Copy the lines from the line containing "of the curb" up to and including the line containing "of the tower", leaving all wording unchanged but scaling every x,y coordinate by 2.4 and rounding each result to a whole number, with halves rounded up. Omit the pictures.
* START Provided records *
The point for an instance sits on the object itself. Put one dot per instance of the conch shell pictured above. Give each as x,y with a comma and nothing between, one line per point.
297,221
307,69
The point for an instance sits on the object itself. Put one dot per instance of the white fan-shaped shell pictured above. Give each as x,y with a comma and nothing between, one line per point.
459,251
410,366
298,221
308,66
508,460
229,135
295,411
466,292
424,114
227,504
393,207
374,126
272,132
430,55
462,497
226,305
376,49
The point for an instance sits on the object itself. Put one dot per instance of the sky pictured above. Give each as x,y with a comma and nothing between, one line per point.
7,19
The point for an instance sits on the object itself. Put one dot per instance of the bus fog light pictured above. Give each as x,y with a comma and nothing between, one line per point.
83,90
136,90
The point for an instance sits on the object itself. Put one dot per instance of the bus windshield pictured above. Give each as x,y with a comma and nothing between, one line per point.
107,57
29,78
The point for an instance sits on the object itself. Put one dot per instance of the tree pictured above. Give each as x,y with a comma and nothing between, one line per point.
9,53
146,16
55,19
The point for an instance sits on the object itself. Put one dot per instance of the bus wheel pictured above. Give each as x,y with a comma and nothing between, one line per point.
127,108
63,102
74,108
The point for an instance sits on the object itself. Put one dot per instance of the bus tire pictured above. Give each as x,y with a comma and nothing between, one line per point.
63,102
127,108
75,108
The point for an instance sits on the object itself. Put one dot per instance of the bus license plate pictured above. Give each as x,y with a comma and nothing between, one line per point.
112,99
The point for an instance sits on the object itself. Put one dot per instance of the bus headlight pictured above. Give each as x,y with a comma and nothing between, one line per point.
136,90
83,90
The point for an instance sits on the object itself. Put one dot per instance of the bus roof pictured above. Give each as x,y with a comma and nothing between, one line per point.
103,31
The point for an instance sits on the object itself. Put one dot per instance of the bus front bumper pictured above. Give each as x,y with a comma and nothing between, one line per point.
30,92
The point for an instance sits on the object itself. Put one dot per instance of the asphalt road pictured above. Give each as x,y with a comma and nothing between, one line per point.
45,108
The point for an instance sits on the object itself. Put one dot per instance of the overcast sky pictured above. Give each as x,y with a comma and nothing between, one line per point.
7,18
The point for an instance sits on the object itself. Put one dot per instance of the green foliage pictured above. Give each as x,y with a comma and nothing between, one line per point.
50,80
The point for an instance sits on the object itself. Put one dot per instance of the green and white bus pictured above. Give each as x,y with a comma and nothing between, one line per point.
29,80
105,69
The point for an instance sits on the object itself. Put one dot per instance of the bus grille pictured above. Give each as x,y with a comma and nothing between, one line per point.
* END Provided records *
* START Provided records *
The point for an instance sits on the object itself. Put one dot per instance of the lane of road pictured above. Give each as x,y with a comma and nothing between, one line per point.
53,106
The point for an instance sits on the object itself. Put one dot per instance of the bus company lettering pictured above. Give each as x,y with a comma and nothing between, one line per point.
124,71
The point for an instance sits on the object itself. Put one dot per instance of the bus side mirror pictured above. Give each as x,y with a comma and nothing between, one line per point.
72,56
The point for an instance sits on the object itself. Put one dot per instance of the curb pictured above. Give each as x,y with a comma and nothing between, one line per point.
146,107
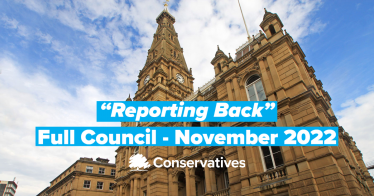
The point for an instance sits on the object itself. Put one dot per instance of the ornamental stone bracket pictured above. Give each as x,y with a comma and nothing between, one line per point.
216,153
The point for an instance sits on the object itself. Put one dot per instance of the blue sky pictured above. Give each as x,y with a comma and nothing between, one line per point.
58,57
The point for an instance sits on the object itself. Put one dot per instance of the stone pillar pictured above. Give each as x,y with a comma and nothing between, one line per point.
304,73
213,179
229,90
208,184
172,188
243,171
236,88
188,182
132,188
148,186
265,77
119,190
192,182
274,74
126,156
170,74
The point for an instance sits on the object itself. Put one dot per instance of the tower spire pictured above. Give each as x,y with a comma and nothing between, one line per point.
* END Provided records *
#### Solution for this exercise:
The point for an instance sits on the object itself. Put one dot per instance of the curb pictured above. Give each as x,y with a comma and nothing between, one line per point.
350,257
The point for an instance sits on the object itself. Put one dot per instance of the ornamental stone bracket pictured above. Give each as x,y with a comma and nothing between, one line per point.
518,367
The point for an instance sits on the object itself. Put one dot per instance of the blue sky pictured above. Give each as x,y with a comma and nothing between, one line per point.
139,137
The point for an instance sits on the object itself. Put one dot per instance of the stone pillar pictured above. Give each as x,y with a comma and nothing between, one line per point.
730,175
511,430
550,216
499,442
413,451
583,410
566,211
451,437
317,451
355,446
636,185
286,456
461,437
658,178
302,374
408,178
The point for an instance sits on the object itself. Put one dot per instance of the tower spire pictured above. Give each as x,y with a comma and nothing between, one line per point.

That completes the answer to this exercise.